▸ **OBJETIVOS**
**a)** Explique, em uma a três frases, por que o texto sobre cooperação jurídica internacional afirma que, no auxílio direto, o país solicitante se sujeita a uma decisão de mérito da Justiça brasileira.
**b)** Reescreva em forma de lista o parágrafo do texto sobre cooperação jurídica internacional que começa com "Os artigos 28 e seguintes", mantendo os fatos principais.
**c)** Prossiga o texto sobre cooperação jurídica internacional a partir da última frase apresentada.

De acordo com o novo CPC, após recebido o pedido de cooperação jurídica internacional de autoridades estrangeiras, o mesmo pode ser cumprido no Brasil de duas formas: através do procedimento do auxílio direto ou através do procedimento da carta rogatória. Pouco importa a designação escrita no papel, mas sim a natureza do pedido de auxílio para a definição do procedimento a ser adotado pelas autoridades nacionais.
Os artigos 28 e seguintes do novo CPC indicam que o procedimento do auxílio direto deve ser adotado sempre que a medida solicitada não decorrer diretamente de decisão de autoridade jurisdicional estrangeira a ser submetida a juízo de delibação no Brasil. Poderão ser cumpridos pelo procedimento do auxílio direto pedidos que tiverem por objeto a obtenção e prestação de informações sobre o ordenamento jurídico e sobre processos administrativos ou jurisdicionais findos ou em curso, a colheita de provas ou qualquer outra medida judicial ou extrajudicial não proibida pela lei brasileira.
Após receber o pedido de cooperação jurídica internacional, o Ministério da Justiça, como autoridade central, deve exercer juízo de admissibilidade e, posteriormente, encaminhá-lo para a Advocacia Geral da União (AGU)2 para que essa requeira em juízo a medida solicitada. A AGU fará a solicitação ao Poder Judiciário, que o analisará como se fosse um processo brasileiro. Nos casos processados como auxílio direto, o Poder Judiciário não deve exercer mero juízo de delibação, mas sim análise de mérito. Neste caso, o país solicitante, a fim de obter cooperação do Brasil, sujeita-se a uma decisão de mérito da Justiça brasileira.

(Dados de anotação de imagens)
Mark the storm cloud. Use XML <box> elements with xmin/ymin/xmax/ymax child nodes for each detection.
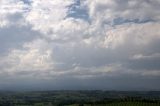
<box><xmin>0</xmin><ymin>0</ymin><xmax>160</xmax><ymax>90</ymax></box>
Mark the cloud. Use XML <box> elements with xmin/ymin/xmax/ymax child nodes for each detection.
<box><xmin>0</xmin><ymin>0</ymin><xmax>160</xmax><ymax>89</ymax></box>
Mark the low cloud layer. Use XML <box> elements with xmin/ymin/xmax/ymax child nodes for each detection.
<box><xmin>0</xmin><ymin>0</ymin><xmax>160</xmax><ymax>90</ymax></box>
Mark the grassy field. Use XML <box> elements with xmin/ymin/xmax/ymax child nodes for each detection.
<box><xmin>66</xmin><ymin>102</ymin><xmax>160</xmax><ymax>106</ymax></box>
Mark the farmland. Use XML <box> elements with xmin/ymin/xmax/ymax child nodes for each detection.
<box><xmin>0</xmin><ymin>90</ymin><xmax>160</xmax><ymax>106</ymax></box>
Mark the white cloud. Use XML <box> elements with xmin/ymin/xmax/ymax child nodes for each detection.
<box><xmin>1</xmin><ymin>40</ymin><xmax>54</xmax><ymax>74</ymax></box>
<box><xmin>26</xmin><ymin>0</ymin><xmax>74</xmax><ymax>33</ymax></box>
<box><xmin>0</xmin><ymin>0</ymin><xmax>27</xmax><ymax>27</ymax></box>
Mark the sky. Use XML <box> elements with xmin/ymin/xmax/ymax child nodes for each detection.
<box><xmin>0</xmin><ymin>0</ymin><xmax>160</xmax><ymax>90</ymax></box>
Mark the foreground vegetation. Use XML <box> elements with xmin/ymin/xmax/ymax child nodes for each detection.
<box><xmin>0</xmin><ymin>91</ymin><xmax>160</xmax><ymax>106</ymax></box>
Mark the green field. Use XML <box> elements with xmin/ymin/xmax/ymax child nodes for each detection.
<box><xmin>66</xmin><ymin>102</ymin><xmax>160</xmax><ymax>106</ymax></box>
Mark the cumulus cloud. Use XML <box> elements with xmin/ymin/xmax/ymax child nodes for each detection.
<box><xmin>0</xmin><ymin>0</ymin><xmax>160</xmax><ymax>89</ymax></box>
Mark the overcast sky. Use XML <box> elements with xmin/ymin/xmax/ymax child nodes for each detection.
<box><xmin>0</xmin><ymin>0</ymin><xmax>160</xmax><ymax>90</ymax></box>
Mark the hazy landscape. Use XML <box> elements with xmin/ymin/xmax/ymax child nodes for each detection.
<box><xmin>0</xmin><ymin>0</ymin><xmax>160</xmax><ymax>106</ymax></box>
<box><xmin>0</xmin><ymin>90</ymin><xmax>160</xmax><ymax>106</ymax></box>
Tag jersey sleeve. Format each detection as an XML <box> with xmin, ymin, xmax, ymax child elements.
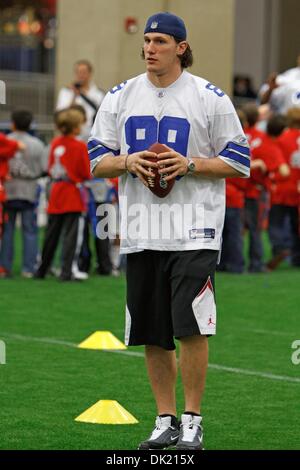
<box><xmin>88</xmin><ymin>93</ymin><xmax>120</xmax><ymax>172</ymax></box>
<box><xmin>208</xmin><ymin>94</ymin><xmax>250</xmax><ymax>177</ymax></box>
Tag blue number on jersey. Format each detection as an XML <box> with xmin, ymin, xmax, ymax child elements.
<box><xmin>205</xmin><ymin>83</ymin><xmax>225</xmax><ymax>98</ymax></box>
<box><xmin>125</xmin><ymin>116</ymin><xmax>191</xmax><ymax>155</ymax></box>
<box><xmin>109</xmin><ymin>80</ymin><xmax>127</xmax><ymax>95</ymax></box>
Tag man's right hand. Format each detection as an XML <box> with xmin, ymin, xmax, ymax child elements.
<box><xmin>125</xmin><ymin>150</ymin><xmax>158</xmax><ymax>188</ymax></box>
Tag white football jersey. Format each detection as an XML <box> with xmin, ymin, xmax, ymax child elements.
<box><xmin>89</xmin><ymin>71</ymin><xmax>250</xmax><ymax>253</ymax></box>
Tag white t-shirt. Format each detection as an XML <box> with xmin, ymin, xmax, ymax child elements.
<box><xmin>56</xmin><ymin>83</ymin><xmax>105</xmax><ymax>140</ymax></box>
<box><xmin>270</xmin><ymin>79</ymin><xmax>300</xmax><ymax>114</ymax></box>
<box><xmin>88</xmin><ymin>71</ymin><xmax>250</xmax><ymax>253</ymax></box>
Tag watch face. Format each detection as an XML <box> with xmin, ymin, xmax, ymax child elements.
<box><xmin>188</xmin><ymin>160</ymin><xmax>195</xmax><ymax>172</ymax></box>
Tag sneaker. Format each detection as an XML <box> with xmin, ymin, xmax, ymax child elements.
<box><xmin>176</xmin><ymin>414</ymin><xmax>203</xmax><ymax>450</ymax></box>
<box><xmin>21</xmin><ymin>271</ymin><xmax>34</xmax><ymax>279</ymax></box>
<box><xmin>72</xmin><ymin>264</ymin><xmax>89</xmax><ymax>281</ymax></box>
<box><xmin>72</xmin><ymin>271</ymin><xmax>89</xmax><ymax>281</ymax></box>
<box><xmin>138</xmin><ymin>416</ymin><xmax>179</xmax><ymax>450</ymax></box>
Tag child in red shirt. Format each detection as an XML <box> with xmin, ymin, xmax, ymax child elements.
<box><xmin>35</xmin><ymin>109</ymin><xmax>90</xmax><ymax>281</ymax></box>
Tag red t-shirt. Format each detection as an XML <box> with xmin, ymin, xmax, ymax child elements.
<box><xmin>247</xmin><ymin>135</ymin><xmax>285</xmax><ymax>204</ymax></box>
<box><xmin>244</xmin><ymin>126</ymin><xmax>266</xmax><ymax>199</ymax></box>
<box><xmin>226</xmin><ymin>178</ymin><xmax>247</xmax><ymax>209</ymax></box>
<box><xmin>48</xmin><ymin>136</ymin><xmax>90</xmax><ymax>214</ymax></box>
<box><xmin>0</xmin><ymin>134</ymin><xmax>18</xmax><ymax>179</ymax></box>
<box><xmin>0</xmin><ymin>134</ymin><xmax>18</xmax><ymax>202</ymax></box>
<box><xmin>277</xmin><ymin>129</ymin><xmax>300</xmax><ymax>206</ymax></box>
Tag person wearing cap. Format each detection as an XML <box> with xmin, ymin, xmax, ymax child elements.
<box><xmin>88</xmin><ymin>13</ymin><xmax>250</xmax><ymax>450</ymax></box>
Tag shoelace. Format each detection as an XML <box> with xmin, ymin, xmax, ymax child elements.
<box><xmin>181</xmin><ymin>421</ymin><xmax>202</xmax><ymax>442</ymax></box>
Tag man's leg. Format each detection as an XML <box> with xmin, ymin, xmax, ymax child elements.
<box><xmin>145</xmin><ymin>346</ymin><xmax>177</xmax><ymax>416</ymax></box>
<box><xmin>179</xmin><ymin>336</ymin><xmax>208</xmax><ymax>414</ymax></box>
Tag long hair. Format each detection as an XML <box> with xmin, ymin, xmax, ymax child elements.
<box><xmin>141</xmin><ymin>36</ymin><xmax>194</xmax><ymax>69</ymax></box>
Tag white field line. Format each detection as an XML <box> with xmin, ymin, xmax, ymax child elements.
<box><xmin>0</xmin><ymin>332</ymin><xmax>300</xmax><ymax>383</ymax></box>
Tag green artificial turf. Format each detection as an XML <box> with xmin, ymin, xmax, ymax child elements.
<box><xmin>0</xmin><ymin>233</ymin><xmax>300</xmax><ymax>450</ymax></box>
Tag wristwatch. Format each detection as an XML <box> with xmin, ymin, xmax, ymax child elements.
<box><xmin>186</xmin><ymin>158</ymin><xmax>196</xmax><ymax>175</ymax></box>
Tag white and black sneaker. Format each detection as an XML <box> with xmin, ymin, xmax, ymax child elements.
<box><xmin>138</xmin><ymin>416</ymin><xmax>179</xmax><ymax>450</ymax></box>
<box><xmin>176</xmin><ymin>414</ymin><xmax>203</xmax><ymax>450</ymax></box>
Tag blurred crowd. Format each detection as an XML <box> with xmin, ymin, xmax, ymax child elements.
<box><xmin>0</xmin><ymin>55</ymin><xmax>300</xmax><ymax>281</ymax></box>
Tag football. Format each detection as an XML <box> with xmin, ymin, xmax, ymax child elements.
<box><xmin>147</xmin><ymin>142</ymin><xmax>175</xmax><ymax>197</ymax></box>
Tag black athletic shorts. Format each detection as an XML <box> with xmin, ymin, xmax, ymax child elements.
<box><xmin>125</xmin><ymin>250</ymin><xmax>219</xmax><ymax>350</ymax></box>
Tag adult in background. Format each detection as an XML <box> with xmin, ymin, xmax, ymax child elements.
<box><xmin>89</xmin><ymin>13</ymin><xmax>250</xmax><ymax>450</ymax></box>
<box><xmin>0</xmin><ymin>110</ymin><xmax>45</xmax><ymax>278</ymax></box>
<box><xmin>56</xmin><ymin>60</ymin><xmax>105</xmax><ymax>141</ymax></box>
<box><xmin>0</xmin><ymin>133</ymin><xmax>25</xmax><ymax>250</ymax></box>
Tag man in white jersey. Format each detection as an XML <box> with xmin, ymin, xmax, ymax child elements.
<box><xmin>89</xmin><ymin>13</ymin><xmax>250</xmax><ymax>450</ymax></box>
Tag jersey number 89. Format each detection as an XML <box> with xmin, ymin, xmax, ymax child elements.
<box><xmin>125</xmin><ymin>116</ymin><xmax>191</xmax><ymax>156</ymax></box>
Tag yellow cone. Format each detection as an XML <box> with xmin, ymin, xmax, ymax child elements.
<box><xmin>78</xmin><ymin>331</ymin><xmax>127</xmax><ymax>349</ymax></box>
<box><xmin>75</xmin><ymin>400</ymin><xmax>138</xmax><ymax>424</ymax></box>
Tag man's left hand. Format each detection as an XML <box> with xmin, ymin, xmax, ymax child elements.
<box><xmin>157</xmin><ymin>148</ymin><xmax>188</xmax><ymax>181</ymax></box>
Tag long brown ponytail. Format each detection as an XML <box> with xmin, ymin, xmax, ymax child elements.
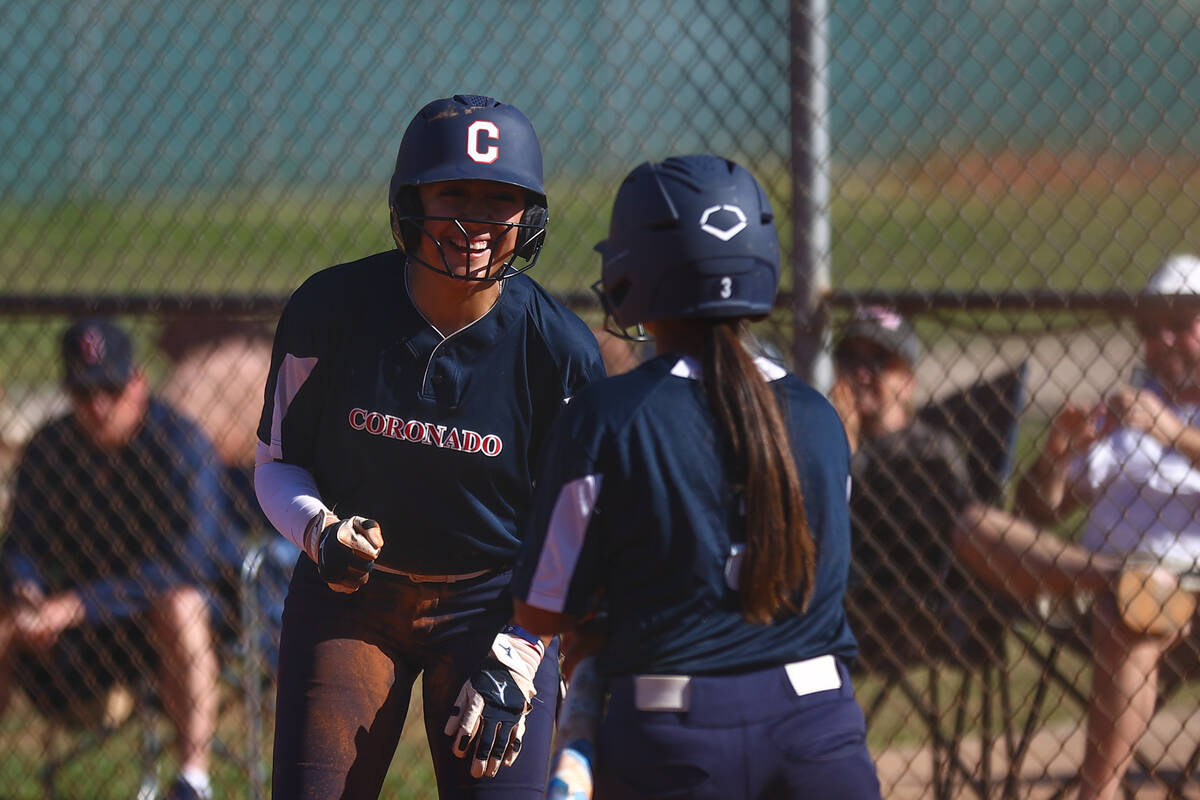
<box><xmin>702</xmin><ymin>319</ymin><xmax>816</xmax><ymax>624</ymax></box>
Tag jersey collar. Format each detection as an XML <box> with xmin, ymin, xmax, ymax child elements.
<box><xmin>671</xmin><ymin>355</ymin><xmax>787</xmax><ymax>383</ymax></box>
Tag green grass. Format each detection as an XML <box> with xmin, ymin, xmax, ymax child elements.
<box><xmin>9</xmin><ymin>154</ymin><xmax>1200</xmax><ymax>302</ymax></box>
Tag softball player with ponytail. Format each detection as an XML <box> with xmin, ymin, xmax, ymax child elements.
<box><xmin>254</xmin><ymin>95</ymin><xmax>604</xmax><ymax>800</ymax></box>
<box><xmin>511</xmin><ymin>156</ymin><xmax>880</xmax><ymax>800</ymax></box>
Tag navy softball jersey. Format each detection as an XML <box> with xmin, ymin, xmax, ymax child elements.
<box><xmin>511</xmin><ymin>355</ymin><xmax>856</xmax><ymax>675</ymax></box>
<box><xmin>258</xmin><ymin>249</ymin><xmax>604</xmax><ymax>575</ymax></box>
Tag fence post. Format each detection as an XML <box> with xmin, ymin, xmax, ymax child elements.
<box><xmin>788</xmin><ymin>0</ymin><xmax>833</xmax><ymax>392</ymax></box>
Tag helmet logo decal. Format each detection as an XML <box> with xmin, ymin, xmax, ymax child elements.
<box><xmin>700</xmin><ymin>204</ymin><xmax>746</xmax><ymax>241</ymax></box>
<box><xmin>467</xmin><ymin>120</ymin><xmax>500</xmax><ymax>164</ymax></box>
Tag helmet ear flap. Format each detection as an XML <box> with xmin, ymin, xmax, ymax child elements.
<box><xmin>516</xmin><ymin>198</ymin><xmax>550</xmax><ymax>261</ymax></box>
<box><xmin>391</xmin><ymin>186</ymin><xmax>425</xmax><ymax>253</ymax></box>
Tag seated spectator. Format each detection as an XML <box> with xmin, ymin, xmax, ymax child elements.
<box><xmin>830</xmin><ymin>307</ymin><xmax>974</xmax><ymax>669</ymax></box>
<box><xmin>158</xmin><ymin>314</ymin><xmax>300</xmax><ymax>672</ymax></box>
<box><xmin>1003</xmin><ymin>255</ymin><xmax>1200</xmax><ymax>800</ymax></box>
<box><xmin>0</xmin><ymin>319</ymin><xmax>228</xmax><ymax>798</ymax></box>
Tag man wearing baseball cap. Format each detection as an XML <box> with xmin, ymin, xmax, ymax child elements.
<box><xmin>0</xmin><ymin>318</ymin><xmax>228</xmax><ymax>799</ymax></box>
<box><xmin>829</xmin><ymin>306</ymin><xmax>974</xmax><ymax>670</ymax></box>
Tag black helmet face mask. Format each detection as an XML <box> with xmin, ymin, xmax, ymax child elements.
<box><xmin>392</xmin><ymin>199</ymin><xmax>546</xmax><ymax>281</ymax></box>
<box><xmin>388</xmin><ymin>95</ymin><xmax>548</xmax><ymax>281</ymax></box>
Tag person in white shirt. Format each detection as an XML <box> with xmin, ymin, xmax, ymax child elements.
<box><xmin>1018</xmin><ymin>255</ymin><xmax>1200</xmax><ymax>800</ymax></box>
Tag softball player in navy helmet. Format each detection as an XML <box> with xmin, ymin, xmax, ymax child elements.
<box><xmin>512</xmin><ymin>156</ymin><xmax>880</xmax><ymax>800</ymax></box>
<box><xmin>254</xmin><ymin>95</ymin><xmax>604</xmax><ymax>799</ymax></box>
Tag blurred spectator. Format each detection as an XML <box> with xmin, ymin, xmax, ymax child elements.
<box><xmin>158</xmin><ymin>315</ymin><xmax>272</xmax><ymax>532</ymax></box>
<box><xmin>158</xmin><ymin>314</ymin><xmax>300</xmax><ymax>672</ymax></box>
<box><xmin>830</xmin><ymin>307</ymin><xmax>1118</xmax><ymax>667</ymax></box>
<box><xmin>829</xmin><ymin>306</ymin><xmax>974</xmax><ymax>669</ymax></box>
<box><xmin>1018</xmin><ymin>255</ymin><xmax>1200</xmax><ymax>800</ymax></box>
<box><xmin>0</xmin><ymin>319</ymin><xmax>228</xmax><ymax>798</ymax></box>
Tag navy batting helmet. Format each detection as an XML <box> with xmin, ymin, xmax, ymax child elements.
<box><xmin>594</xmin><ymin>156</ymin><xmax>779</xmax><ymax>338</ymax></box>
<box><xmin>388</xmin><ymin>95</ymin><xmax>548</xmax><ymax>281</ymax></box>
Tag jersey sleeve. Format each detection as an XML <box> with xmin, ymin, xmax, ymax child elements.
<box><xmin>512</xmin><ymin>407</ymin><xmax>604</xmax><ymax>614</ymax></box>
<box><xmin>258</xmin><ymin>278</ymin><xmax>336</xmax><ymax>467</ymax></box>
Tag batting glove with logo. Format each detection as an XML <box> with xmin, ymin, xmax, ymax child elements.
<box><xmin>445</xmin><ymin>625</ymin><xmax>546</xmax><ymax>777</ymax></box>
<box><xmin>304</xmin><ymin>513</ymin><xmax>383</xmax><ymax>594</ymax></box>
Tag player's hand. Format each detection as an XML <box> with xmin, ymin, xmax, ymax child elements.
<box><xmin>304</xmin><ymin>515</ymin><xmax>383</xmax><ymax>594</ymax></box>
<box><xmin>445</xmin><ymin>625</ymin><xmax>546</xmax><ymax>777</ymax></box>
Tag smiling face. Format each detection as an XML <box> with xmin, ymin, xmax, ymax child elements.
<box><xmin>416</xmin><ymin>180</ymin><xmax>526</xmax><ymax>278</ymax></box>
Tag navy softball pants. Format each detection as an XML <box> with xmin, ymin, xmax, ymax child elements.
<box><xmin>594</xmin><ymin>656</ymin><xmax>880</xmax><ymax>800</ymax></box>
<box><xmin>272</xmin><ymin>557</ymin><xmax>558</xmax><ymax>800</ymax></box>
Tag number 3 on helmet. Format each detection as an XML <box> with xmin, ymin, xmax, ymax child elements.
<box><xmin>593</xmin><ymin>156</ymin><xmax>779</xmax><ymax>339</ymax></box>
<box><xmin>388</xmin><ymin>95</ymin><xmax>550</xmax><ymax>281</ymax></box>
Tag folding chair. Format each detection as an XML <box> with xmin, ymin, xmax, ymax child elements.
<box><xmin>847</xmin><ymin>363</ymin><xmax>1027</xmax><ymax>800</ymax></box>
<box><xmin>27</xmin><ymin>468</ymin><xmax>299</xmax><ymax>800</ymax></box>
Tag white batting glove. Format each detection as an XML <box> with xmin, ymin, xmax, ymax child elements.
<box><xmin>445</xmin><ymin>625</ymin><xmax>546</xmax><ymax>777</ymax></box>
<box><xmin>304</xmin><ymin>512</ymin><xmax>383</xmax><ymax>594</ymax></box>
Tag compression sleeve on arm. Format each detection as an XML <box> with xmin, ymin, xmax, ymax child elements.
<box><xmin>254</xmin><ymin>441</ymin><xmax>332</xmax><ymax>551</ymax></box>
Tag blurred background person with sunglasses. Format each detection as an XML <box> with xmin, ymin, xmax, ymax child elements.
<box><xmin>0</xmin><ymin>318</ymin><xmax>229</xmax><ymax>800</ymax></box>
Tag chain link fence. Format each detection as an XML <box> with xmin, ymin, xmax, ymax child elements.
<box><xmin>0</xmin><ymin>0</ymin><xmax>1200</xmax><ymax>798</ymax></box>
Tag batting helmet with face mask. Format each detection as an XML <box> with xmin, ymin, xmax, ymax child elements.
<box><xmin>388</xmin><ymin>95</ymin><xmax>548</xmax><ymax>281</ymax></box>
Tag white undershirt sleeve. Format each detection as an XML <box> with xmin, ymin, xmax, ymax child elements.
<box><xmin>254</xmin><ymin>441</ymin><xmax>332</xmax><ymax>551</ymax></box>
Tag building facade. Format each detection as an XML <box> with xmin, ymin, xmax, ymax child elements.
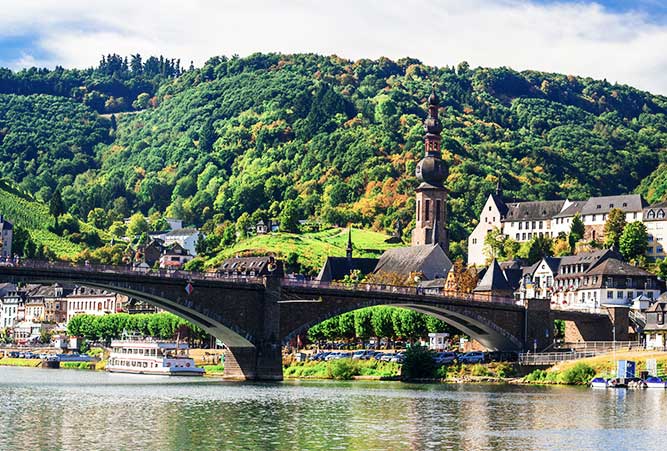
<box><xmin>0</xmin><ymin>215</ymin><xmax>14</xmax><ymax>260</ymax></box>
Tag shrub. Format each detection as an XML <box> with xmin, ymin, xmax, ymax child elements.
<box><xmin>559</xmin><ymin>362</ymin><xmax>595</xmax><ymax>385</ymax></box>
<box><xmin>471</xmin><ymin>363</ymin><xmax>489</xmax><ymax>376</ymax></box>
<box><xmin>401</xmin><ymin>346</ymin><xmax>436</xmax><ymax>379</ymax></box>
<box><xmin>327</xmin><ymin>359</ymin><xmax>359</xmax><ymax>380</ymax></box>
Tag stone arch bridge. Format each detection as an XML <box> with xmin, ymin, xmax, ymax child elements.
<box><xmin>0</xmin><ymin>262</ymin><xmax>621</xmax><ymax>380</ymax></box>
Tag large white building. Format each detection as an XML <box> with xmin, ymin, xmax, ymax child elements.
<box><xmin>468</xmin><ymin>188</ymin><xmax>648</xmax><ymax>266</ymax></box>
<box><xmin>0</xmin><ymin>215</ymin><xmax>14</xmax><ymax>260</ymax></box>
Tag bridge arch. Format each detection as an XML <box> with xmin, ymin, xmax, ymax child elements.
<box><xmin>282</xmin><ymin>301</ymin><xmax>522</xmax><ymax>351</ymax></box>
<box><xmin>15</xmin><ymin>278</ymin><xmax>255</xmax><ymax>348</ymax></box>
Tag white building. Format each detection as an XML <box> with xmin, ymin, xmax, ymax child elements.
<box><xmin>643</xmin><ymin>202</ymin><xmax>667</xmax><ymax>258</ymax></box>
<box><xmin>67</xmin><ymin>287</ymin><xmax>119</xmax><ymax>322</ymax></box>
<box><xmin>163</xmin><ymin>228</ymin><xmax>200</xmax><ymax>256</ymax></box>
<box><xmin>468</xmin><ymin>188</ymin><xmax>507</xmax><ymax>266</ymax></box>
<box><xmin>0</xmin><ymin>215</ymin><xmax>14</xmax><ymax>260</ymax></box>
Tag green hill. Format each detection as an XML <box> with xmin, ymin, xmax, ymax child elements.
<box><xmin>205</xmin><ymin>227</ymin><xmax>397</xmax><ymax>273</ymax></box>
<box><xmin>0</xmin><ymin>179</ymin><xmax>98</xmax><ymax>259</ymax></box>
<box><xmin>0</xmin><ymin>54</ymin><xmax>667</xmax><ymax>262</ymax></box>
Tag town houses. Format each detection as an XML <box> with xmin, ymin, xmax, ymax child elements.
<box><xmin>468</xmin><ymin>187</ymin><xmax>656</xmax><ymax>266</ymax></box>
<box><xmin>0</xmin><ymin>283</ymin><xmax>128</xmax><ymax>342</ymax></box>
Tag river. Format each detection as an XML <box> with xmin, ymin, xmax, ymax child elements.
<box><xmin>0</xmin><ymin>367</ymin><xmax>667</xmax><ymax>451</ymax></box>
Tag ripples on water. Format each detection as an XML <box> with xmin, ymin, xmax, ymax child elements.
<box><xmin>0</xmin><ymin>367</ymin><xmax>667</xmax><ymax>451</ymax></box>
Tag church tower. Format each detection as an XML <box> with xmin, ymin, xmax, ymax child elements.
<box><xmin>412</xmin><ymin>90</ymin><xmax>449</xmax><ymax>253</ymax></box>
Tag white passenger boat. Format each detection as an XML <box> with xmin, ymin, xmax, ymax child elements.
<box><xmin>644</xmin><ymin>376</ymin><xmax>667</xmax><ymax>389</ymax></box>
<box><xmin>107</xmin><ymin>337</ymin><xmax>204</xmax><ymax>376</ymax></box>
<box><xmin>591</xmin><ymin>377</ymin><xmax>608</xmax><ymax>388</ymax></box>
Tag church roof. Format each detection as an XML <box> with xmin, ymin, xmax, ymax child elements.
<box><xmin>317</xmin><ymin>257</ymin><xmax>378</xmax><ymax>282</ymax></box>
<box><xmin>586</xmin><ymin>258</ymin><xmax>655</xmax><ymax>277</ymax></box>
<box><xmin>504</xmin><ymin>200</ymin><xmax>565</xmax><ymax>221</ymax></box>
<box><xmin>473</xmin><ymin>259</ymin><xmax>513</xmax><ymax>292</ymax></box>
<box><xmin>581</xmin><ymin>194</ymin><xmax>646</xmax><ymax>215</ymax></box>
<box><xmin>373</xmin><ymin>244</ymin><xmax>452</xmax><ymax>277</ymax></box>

▸ **RESULTADOS POR TAREFA**
**a)** No auxílio direto, a AGU leva o pedido ao Poder Judiciário, que o analisa como se fosse um processo brasileiro. Por isso, o Judiciário não exerce mero juízo de delibação, mas faz análise de mérito. O país que busca a cooperação do Brasil fica, assim, submetido a essa decisão.

**b)**
- Base legal: artigos 28 e seguintes do novo CPC.
- O auxílio direto deve ser adotado sempre que a medida solicitada não decorrer diretamente de decisão de autoridade jurisdicional estrangeira a ser submetida a juízo de delibação no Brasil.
- Podem ser cumpridos por esse procedimento pedidos que tenham por objeto:
  - a obtenção e a prestação de informações sobre o ordenamento jurídico;
  - a obtenção e a prestação de informações sobre processos administrativos ou jurisdicionais findos ou em curso;
  - a colheita de provas;
  - qualquer outra medida judicial ou extrajudicial não proibida pela lei brasileira.

**c)**
Por sua vez, o procedimento da carta rogatória está previsto no artigo 36 do novo CPC. Ele deverá ser adotado quando o pedido de cooperação jurídica internacional decorrer de uma decisão de autoridade jurisdicional estrangeira que deva ser submetida a juízo de delibação no Brasil. O pedido deve ser encaminhado ao STJ para que esse exerça o juízo de delibação, verificando a legalidade do ato, bem como a existência de eventual ofensa à ordem pública, à soberania nacional ou à dignidade da pessoa humana. É vedada a revisão do mérito do pronunciamento judicial estrangeiro pela autoridade judiciária brasileira. Nada existindo a opor ao cumprimento da solicitação de cooperação, o STJ concede o exequatur e envia os autos para o efetivo cumprimento pelo juízo federal de primeira instância competente.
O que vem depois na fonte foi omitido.